--- Source ---

Q. Consider the following statements:
1.The financial transfers through Centrally Sponsored Schemes (CSS) and Central Sector Schemes (CSec) are statutory transfers to the states.
2.The Finance Commission has been granted the power by the Constitution to recommend the distribution of net tax revenues among the states.
3.The share of states in the gross tax revenue has decreased in recent years.
How many of the statements given above are correct?
Red Book
Red Book

[A] Only one

[B] Only two

[C] All three

[D] None

Answer: B
Notes:

Explanation –

Statement 1 is incorrect. Net Tax Revenues and Grant-In Aids form the two statutory transfers to the states by the Central Government. The financial transfers through Centrally Sponsored Schemes (CSS) and Central Sector Schemes (CSec) are non-statutory transfers to the states. Statutory transfers refer to payments mandated by law or statute while non-statutory transfers refer to payments that are not mandated by law.

--- Listing ---

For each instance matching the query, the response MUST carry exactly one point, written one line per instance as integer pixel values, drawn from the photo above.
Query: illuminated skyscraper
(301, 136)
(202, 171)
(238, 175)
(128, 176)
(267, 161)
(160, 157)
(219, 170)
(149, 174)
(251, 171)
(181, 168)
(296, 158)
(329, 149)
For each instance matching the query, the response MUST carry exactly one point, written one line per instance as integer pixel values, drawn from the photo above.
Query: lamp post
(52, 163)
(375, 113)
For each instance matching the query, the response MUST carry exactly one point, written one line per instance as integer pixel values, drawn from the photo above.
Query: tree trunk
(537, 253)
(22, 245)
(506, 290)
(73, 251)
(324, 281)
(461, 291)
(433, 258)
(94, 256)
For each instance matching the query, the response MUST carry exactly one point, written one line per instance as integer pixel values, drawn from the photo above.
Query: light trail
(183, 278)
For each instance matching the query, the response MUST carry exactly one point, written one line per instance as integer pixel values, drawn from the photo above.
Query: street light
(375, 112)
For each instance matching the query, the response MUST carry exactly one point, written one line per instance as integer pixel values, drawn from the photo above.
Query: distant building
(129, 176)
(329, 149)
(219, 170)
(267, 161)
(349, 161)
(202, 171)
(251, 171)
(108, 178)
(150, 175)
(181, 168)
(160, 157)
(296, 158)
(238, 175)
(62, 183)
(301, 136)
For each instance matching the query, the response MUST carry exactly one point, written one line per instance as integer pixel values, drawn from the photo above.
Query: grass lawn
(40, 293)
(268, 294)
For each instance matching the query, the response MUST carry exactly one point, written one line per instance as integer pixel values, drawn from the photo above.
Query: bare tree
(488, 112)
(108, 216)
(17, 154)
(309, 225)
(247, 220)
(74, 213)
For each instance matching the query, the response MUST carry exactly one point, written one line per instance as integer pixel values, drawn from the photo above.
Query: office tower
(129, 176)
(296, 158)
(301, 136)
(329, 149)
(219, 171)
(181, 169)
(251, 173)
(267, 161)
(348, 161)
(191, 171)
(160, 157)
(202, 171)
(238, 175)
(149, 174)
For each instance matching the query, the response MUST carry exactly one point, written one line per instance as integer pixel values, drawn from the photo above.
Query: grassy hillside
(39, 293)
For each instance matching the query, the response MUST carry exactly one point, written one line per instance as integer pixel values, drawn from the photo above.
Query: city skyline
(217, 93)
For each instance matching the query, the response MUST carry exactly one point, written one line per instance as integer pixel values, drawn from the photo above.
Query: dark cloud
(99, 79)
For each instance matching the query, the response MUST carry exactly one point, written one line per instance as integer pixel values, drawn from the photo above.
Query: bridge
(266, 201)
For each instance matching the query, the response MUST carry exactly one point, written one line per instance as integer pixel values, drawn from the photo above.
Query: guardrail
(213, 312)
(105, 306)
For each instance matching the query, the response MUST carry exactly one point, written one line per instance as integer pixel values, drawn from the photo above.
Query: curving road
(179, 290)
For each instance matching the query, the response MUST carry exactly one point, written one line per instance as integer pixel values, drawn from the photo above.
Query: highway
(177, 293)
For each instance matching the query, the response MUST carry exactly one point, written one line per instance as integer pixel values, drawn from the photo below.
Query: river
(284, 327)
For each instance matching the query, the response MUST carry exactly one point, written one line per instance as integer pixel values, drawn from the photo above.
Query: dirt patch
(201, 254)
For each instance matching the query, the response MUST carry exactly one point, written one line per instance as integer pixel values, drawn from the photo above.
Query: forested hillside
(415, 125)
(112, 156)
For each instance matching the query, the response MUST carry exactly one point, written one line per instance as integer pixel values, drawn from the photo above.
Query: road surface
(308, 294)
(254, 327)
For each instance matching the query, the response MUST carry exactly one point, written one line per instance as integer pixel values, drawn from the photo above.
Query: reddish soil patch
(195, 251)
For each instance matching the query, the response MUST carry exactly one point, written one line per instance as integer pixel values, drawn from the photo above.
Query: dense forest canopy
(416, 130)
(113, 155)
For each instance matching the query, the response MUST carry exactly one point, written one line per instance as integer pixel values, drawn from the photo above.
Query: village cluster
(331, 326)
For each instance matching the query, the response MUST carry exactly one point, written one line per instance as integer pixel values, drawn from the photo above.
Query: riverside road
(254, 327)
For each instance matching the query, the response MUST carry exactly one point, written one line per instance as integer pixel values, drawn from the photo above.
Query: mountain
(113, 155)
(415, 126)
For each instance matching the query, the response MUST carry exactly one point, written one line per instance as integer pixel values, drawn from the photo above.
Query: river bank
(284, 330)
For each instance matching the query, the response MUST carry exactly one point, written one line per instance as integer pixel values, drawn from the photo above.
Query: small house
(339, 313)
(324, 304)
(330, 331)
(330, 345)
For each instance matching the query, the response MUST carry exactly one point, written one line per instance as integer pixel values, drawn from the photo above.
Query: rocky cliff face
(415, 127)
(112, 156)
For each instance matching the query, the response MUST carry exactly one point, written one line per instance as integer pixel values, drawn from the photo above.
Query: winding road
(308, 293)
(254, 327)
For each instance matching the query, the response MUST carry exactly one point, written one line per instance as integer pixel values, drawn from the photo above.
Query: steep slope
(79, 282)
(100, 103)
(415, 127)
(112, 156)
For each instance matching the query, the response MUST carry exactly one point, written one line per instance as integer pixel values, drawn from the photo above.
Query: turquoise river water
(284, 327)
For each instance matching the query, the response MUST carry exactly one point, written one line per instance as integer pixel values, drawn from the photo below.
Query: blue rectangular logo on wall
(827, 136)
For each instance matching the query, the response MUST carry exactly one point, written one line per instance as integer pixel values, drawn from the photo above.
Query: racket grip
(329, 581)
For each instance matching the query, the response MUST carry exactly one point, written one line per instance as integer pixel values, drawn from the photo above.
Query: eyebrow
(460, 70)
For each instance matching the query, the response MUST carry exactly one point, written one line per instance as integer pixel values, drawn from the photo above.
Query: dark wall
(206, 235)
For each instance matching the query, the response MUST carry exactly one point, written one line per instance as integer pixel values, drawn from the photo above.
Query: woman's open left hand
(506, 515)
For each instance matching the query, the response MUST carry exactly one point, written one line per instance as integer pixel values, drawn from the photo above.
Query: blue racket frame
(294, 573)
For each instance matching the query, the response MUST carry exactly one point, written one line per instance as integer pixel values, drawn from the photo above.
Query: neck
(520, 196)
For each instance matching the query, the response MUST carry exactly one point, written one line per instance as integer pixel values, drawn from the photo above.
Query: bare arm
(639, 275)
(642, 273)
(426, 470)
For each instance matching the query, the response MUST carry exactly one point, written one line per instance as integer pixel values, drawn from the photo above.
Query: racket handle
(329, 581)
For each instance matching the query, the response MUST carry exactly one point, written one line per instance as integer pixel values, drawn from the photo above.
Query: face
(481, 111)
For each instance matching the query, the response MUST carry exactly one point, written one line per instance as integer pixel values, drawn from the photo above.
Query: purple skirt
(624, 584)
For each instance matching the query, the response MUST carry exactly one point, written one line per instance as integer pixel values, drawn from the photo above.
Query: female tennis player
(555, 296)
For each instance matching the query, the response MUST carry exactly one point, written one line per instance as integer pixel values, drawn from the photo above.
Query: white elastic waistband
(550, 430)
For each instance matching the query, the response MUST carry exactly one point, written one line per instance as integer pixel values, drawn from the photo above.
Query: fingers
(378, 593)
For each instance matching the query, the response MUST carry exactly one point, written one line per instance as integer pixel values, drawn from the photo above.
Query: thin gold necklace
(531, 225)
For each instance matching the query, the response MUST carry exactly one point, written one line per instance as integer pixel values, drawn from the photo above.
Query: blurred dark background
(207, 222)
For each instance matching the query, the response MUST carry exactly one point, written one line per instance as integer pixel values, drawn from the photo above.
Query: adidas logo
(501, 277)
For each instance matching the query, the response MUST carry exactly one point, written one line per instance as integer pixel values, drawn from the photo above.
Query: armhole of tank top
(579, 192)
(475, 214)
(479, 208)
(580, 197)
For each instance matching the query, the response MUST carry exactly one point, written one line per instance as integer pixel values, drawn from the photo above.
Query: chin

---

• _Jobs_:
a – Summarize the quiz on transfers to states in two sentences.
b – Set down word for word the stretch of the quiz on transfers to states from "Q. Consider the" through "among the states.".

• _Solutions for each task_:
a – The quiz on transfers to states gives three statements about financial transfers to the states and asks how many are correct, with B, only two, marked as the answer. Its explanation says statement 1 is incorrect because Net Tax Revenues and Grant-In Aids are the two statutory transfers by the Central Government, while transfers through Centrally Sponsored Schemes and Central Sector Schemes are non-statutory.

b –
Q. Consider the following statements:
1.The financial transfers through Centrally Sponsored Schemes (CSS) and Central Sector Schemes (CSec) are statutory transfers to the states.
2.The Finance Commission has been granted the power by the Constitution to recommend the distribution of net tax revenues among the states.